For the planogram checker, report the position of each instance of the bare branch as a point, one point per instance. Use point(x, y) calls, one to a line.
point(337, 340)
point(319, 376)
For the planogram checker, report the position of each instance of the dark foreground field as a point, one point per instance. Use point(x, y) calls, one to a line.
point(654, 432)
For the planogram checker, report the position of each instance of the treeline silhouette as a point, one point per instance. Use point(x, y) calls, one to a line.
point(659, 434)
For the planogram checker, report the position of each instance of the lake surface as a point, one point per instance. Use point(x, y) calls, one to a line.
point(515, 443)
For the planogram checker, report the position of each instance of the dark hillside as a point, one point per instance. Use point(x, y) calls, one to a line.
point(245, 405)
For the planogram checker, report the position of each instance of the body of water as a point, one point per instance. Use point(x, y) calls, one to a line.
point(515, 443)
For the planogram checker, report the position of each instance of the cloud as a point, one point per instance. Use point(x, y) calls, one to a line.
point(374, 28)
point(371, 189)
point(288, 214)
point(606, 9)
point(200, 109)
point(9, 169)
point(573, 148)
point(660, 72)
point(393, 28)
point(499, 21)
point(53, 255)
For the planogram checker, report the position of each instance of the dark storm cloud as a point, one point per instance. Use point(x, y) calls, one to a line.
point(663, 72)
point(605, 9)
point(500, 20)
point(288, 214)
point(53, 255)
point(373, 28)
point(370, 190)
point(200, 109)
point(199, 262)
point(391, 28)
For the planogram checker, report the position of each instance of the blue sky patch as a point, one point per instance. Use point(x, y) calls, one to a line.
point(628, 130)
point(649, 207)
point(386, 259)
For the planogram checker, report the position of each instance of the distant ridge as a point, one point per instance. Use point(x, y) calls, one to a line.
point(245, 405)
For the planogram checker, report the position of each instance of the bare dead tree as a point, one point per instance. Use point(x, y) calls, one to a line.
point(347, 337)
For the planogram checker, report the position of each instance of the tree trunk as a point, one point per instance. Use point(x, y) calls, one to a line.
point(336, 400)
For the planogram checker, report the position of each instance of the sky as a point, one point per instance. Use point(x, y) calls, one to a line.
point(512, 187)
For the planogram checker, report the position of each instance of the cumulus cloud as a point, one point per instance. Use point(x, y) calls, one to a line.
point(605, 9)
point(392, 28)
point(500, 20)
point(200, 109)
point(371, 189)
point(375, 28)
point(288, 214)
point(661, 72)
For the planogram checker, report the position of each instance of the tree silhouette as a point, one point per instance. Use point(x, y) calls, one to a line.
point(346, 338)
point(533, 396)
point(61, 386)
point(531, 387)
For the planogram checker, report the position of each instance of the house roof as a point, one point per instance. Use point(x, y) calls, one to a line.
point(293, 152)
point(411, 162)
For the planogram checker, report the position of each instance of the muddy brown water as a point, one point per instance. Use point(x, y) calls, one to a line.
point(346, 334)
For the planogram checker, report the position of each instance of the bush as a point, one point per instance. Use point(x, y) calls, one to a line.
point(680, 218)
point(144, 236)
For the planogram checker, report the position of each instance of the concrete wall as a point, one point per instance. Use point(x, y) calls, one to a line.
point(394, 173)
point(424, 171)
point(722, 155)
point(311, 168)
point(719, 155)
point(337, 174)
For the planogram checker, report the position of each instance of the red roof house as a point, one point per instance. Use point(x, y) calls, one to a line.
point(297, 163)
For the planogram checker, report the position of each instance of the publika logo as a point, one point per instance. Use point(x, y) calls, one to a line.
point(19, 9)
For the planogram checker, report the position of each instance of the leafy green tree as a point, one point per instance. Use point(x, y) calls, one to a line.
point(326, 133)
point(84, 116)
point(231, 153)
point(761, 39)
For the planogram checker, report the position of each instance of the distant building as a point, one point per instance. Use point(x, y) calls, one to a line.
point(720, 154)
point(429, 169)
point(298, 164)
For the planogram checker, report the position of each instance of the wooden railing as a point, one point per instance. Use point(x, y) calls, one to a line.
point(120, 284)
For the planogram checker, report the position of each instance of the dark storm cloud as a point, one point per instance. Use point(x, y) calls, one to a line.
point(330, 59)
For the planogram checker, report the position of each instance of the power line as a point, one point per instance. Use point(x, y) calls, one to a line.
--
* _DESCRIPTION OF THE TASK_
Can you copy, character for character, the part of the listing above that opens with the line containing "of the wooden" and closes with the final line of the listing?

* _TASK ANSWER_
For the planogram checker, report the position of each instance of the wooden railing as a point, one point per instance. Use point(x, y) calls, one to a line.
point(120, 284)
For the planogram checker, report the position of each instance of the dark storm cloud as a point, one point per instance. Use point(x, y) calls, one to a line.
point(330, 59)
For the planogram checker, report the position of each instance of the power line as a point, one point per instance. Use point(x, y) calls, one to a line.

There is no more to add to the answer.